CONSEGNE =
- A) Aggiorna il testo sulla santità: riscrivi tutto il tratto che va da "Quando il serpente" giù fino a "38:7; Proverbi 8:30-31).", mettendo "lanterne" al posto di "candele".
- B) Nel testo sulla santità, in che modo le persone che seguono il cristianesimo del fratello maggiore osservano le regole del Padre?

===== TESTO DI LETTURA

Ci sono almeno due modi per compiacere il diavolo quando si parla della ricerca della santità. Il primo modo, naturalmente, è cercare di eludere completamente la santità: fuggire, come fece il figlio prodigo, al paese lontano che è questo mondo, lontano dalla casa del Padre (Luca 15:11-13). Il secondo modo, forse ancora più insidioso del primo, è ricercare la santità (o quello che pensiamo che essa sia) e tuttavia non essere felici di farlo.

Potremmo chiamare questo secondo modo il cristianesimo del fratello maggiore. Come il fratello maggiore nella parabola di Gesù, queste persone seguono le regole del Padre sospirando (Luca 15:29). La loro santità consiste in labbra serrate e sguardo serioso. “Questo è il costo di essere giusti” ricordano a se stessi. “Si deve rinunciare al piacere nel cammino verso il cielo. La santità, non la felicità, è il vero bene”.

“Quale virtù!” qualcuno potrebbe dire. “Quale rettitudine! Quale rinuncia a sé!”

Quale farsa. I fratelli maggiori, malgrado tutta la loro purezza esteriore, sono ancora vittime della vecchia bugia del serpente. Sono stati ingannati, insieme ai nostri progenitori, per vivere in un mondo creato dal diavolo: un mondo in cui il nostro Padre ha il broncio, in cui in cielo la risata è assente, e in cui la santità è fondamentalmente un sacrificio. Fino a quando viviamo in un mondo simile, non prendiamo parte al banchetto che il Padre ha preparato (Luca 15:22-28).

Se vogliamo sbarazzarci degli istinti del fratello maggiore, e ricercare la santità in un modo che disonora il diavolo, sarà bene ritornare al giardino e ascoltare di nuovo quella prima bugia.

Il canto delle stelle del mattino 

Quando il serpente si avvicinò ad Adamo ed Eva nel giardino, egli sapeva che soltanto una bugia poteva mettere il frutto proibito nelle loro mani. Soltanto una bugia poteva in qualche modo convincerli che erano gli schiavi di un Dio avaro. Soltanto una bugia poteva servire allo scopo perché la realtà, come sempre, non era dalla parte di Satana.

Perché quando Dio all’inizio chiamò all’esistenza gli oceani, e accese le stelle come candele, e riempì i campi delle montagne di fiori selvatici, nessun lamento si udiva in tutto il cielo e in tutta la terra. Anzi, tutta la creazione lodava il glorioso Creatore. Dagli eccelsi palchi del cielo, le stelle del mattino elevavano il loro canto, i figli di Dio alzavano grida di gioia e la Saggezza si dilettava nell’opera di Dio (Giobbe 38:7; Proverbi 8:30-31).

==========
===== MATERIALE

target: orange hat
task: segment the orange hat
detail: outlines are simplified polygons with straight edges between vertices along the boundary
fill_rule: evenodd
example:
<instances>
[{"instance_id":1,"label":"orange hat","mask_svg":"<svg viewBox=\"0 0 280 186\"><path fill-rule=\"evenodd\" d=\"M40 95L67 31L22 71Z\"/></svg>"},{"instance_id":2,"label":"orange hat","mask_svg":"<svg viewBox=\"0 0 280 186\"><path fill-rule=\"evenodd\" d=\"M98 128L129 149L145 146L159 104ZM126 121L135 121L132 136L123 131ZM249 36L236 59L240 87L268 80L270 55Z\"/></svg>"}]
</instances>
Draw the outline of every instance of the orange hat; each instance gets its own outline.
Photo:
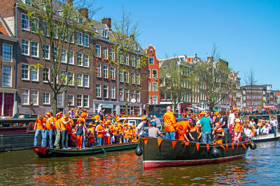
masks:
<instances>
[{"instance_id":1,"label":"orange hat","mask_svg":"<svg viewBox=\"0 0 280 186\"><path fill-rule=\"evenodd\" d=\"M146 118L145 116L144 116L144 117L142 117L142 118L141 118L141 121L144 121L144 120L147 120L147 118Z\"/></svg>"}]
</instances>

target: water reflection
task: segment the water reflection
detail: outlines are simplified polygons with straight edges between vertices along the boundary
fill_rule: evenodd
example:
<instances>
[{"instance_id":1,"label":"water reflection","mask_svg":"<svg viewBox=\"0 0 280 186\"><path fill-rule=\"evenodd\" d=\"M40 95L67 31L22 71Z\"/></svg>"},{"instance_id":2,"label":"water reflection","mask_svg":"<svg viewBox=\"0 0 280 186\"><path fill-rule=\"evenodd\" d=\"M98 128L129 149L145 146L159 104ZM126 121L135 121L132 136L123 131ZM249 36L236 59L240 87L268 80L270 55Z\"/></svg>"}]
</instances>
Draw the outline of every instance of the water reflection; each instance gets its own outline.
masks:
<instances>
[{"instance_id":1,"label":"water reflection","mask_svg":"<svg viewBox=\"0 0 280 186\"><path fill-rule=\"evenodd\" d=\"M264 185L279 183L279 142L217 164L144 170L134 150L38 158L31 150L0 153L0 185Z\"/></svg>"}]
</instances>

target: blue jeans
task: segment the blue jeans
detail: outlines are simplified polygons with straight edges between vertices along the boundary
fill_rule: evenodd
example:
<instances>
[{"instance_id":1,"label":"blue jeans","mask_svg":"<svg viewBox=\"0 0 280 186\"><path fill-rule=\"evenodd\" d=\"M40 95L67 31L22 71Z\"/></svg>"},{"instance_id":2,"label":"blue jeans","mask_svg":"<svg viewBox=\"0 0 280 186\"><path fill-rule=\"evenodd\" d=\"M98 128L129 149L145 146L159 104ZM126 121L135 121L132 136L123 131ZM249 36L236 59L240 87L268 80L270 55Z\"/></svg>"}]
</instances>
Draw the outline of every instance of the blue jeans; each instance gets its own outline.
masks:
<instances>
[{"instance_id":1,"label":"blue jeans","mask_svg":"<svg viewBox=\"0 0 280 186\"><path fill-rule=\"evenodd\" d=\"M202 144L211 144L211 132L202 132Z\"/></svg>"},{"instance_id":2,"label":"blue jeans","mask_svg":"<svg viewBox=\"0 0 280 186\"><path fill-rule=\"evenodd\" d=\"M35 136L34 136L34 146L36 146L37 145L37 137L41 132L41 134L42 135L42 139L41 141L41 146L45 146L45 130L43 129L36 129L35 131Z\"/></svg>"},{"instance_id":3,"label":"blue jeans","mask_svg":"<svg viewBox=\"0 0 280 186\"><path fill-rule=\"evenodd\" d=\"M165 138L170 139L175 139L175 133L176 133L176 131L167 132Z\"/></svg>"},{"instance_id":4,"label":"blue jeans","mask_svg":"<svg viewBox=\"0 0 280 186\"><path fill-rule=\"evenodd\" d=\"M104 144L104 137L97 137L97 146L103 146Z\"/></svg>"},{"instance_id":5,"label":"blue jeans","mask_svg":"<svg viewBox=\"0 0 280 186\"><path fill-rule=\"evenodd\" d=\"M45 130L45 145L47 145L47 141L48 141L48 135L49 138L49 143L48 145L50 147L52 148L53 144L52 144L52 130Z\"/></svg>"}]
</instances>

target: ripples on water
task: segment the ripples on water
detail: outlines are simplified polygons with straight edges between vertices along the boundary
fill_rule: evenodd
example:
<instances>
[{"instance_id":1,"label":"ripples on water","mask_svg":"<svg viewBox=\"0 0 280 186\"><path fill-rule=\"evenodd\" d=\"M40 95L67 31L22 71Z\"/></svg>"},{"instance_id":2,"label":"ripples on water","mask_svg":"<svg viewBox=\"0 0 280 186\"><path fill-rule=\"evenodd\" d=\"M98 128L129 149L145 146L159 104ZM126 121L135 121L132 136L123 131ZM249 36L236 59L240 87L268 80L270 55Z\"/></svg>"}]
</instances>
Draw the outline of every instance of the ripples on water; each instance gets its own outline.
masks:
<instances>
[{"instance_id":1,"label":"ripples on water","mask_svg":"<svg viewBox=\"0 0 280 186\"><path fill-rule=\"evenodd\" d=\"M147 170L134 150L48 159L1 153L0 185L279 185L279 146L260 144L246 158L221 164Z\"/></svg>"}]
</instances>

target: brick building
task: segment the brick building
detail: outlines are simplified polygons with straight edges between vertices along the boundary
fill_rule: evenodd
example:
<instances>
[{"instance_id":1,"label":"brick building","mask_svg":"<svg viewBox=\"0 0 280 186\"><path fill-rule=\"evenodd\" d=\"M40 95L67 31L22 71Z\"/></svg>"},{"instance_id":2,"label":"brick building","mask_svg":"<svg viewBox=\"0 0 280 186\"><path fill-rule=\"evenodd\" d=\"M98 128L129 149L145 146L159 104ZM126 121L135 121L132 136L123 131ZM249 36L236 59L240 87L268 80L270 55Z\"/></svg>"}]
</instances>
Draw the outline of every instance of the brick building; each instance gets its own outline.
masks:
<instances>
[{"instance_id":1,"label":"brick building","mask_svg":"<svg viewBox=\"0 0 280 186\"><path fill-rule=\"evenodd\" d=\"M5 2L4 2L5 1ZM50 64L47 68L32 68L33 65L44 64L43 58L48 59L50 51L45 47L44 52L39 47L39 40L32 31L31 20L27 13L19 4L32 6L31 1L8 0L0 2L0 13L18 42L15 45L18 49L14 54L17 59L17 87L15 102L18 110L15 112L38 114L52 111L52 95L48 78L51 73ZM55 1L56 3L61 3ZM71 1L66 1L70 2ZM88 19L88 11L83 10L83 17ZM140 70L135 65L140 57L146 56L138 43L130 54L125 54L125 65L132 75L130 88L123 89L123 73L119 72L118 65L111 61L119 62L111 41L113 37L110 18L104 18L102 22L91 20L97 34L91 37L85 31L75 34L77 40L71 49L76 54L69 59L69 70L66 72L65 64L62 65L61 75L71 77L71 71L77 66L73 75L72 83L65 91L57 95L58 111L67 111L71 107L86 108L89 112L96 112L101 104L106 112L119 114L124 105L123 94L129 98L130 112L141 113L143 106L148 103L148 93L142 90L148 88L148 81L143 75L148 70L148 65ZM81 51L81 52L80 52ZM65 55L64 57L66 58ZM148 61L147 61L148 63ZM70 71L70 72L69 72ZM135 102L132 102L132 98ZM14 112L14 114L15 114Z\"/></svg>"}]
</instances>

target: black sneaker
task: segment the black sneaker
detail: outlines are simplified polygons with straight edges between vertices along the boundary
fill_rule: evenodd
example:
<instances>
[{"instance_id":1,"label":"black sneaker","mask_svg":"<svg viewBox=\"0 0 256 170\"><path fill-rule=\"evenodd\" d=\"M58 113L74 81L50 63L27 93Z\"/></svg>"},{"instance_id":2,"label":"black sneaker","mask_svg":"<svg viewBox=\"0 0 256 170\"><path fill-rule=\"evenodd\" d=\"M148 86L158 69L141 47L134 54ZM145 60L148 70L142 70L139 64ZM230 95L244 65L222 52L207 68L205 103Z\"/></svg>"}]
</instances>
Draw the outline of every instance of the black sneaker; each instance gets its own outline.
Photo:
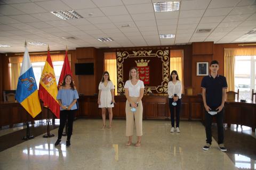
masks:
<instances>
[{"instance_id":1,"label":"black sneaker","mask_svg":"<svg viewBox=\"0 0 256 170\"><path fill-rule=\"evenodd\" d=\"M203 149L205 150L209 150L210 147L211 147L211 144L207 143L203 147Z\"/></svg>"},{"instance_id":2,"label":"black sneaker","mask_svg":"<svg viewBox=\"0 0 256 170\"><path fill-rule=\"evenodd\" d=\"M56 141L56 142L55 142L55 144L54 144L55 146L57 147L57 146L60 145L61 141L61 140L58 139Z\"/></svg>"},{"instance_id":3,"label":"black sneaker","mask_svg":"<svg viewBox=\"0 0 256 170\"><path fill-rule=\"evenodd\" d=\"M226 152L227 150L227 148L225 148L225 146L223 143L219 144L219 148L220 148L220 150L223 152Z\"/></svg>"},{"instance_id":4,"label":"black sneaker","mask_svg":"<svg viewBox=\"0 0 256 170\"><path fill-rule=\"evenodd\" d=\"M68 140L66 141L66 147L69 147L70 146L70 140Z\"/></svg>"}]
</instances>

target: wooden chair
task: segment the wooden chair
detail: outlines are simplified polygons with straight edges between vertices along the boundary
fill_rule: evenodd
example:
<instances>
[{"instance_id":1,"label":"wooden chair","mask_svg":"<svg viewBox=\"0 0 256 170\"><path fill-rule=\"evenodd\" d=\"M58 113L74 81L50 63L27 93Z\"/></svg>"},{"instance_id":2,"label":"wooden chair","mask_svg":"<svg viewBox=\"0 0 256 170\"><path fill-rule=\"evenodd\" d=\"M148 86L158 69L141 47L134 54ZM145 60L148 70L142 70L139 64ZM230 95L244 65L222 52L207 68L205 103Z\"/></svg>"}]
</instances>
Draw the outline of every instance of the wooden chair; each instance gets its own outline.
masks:
<instances>
[{"instance_id":1,"label":"wooden chair","mask_svg":"<svg viewBox=\"0 0 256 170\"><path fill-rule=\"evenodd\" d=\"M15 101L16 90L4 90L4 101Z\"/></svg>"},{"instance_id":2,"label":"wooden chair","mask_svg":"<svg viewBox=\"0 0 256 170\"><path fill-rule=\"evenodd\" d=\"M253 89L252 89L252 101L256 101L256 92L254 92Z\"/></svg>"},{"instance_id":3,"label":"wooden chair","mask_svg":"<svg viewBox=\"0 0 256 170\"><path fill-rule=\"evenodd\" d=\"M193 96L193 88L192 87L184 88L184 93L187 96Z\"/></svg>"},{"instance_id":4,"label":"wooden chair","mask_svg":"<svg viewBox=\"0 0 256 170\"><path fill-rule=\"evenodd\" d=\"M239 101L239 89L237 89L237 92L229 91L227 91L226 93L227 101L235 101L236 100L236 95L237 95L237 101Z\"/></svg>"}]
</instances>

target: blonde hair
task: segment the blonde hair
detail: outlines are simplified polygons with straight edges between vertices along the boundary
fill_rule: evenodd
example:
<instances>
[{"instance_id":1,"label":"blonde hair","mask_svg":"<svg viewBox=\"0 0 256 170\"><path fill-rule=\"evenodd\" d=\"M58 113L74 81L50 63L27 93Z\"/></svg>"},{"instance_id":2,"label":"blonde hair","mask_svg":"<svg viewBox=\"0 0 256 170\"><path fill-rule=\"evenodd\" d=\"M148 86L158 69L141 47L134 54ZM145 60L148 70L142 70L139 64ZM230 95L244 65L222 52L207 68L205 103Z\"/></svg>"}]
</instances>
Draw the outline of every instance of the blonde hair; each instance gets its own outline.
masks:
<instances>
[{"instance_id":1,"label":"blonde hair","mask_svg":"<svg viewBox=\"0 0 256 170\"><path fill-rule=\"evenodd\" d=\"M129 80L131 80L132 79L132 73L131 73L131 71L132 71L132 70L133 69L134 69L135 70L136 70L136 78L137 79L139 79L139 73L138 72L138 69L137 67L132 67L130 69L130 72L129 72Z\"/></svg>"}]
</instances>

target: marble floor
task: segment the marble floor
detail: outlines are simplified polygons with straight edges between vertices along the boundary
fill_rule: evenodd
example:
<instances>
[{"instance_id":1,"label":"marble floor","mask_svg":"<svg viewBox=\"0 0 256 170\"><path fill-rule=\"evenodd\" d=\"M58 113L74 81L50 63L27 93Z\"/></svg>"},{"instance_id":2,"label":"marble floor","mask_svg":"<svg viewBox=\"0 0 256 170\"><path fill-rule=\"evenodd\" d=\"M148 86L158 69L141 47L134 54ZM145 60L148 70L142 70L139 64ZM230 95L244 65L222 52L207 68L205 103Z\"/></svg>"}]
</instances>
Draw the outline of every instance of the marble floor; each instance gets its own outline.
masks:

==========

ESERCIZI SVOLTI =
- A)
Quando il serpente si avvicinò ad Adamo ed Eva nel giardino, egli sapeva che soltanto una bugia poteva mettere il frutto proibito nelle loro mani. Soltanto una bugia poteva in qualche modo convincerli che erano gli schiavi di un Dio avaro. Soltanto una bugia poteva servire allo scopo perché la realtà, come sempre, non era dalla parte di Satana.

Perché quando Dio all’inizio chiamò all’esistenza gli oceani, e accese le stelle come lanterne, e riempì i campi delle montagne di fiori selvatici, nessun lamento si udiva in tutto il cielo e in tutta la terra. Anzi, tutta la creazione lodava il glorioso Creatore. Dagli eccelsi palchi del cielo, le stelle del mattino elevavano il loro canto, i figli di Dio alzavano grida di gioia e la Saggezza si dilettava nell’opera di Dio (Giobbe 38:7; Proverbi 8:30-31).

- B) Le seguono sospirando.